Provided text:
#####

AW: Scaling problem: 4 nodes OK, 5 fails to start

From: Norman Geist (norman.geist_at_uni-greifswald.de)
Date: Thu Jan 17 2013 - 00:14:37 CST

Next message: Stober, Spencer T: "RE: Scaling problem: 4 nodes OK, 5 fails to start"
Previous message: Norman Geist: "AW: Re: AW: AW: CUDA problem?"
In reply to: Stober, Spencer T: "Scaling problem: 4 nodes OK, 5 fails to start"
Next in thread: Stober, Spencer T: "RE: Scaling problem: 4 nodes OK, 5 fails to start"
Reply: Stober, Spencer T: "RE: Scaling problem: 4 nodes OK, 5 fails to start"
Messages sorted by: [ date ] [ thread ] [ subject ] [ author ] [ attachment ]

Hi Spencer,

I wouldn't call it a "scaling problem". Actually signal 15 is the usual
SIGTERM. The question is why your namd processes get this signal and from
where. It's pretty likely that your queuing system kills the job for some
reason (maybe you exceed some resource limits). Check the log files of
torque and the nodes and see if you get some information. Additionally,
check if the 5th node could be the problem,if it always the same machine,
try to disable it temporarily.

Norman Geist.

Von: owner-namd-l_at_ks.uiuc.edu [mailto:owner-namd-l_at_ks.uiuc.edu] Im Auftrag
von Stober, Spencer T
Gesendet: Mittwoch, 16. Januar 2013 20:39
An: namd-l_at_ks.uiuc.edu
Betreff: namd-l: Scaling problem: 4 nodes OK, 5 fails to start

Hello,

Thanks in advance for the assistance. I have compiled and successfully run
NAMD 2.9 on a cluster but cannot run on more than 4 nodes. The cluster has
infiniband interconnect and each node has dual 6-core xeon processors
running CentOS 5.x and MPI mvapich-1.2.0-gcc-x86_64 with a torque queuing
system.

#####

Given problem A: In the NAMD thread, what signal number does the reply identify as the usual SIGTERM?
The thread above and the rows that follow are unrelated.

Listed records:
#####

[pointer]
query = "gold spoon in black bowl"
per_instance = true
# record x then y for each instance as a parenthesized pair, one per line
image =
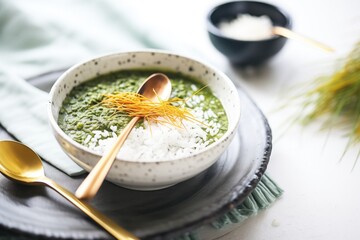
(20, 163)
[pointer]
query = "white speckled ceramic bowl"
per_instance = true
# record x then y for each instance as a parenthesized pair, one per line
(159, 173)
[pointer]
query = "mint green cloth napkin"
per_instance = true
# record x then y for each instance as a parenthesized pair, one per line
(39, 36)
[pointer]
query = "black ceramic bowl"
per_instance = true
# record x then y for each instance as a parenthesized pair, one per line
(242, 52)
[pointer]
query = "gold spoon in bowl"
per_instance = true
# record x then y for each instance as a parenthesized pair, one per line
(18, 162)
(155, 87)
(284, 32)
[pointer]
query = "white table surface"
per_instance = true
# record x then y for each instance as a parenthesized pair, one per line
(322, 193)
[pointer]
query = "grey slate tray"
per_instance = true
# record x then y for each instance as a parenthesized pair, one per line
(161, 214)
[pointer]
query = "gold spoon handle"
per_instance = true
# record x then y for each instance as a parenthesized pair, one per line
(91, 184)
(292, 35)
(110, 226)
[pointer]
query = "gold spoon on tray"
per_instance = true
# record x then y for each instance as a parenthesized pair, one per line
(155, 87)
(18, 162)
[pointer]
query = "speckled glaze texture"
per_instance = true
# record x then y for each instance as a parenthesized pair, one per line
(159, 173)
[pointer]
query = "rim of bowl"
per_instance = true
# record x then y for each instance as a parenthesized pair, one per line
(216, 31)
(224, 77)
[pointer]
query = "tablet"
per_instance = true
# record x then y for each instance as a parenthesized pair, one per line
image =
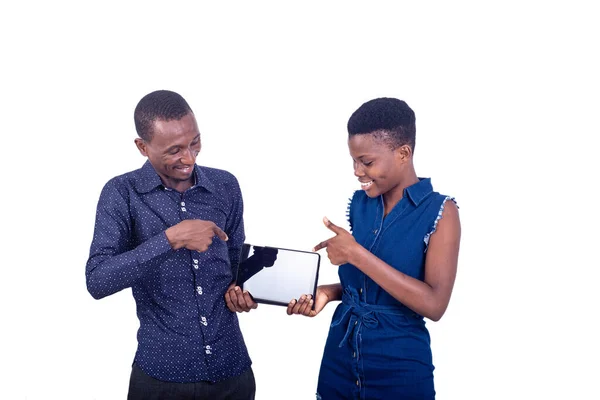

#####

Given problem B: Which lines of the rows contain the string "query"? Select each one, matching case exactly.

Full response A: Signal 15.

Full response B:
query = "gold spoon in black bowl"
query = "white speckled ceramic bowl"
query = "mint green cloth napkin"
query = "black ceramic bowl"
query = "gold spoon in bowl"
query = "white table surface"
query = "grey slate tray"
query = "gold spoon handle"
query = "gold spoon on tray"
query = "speckled glaze texture"
query = "rim of bowl"
query = "tablet"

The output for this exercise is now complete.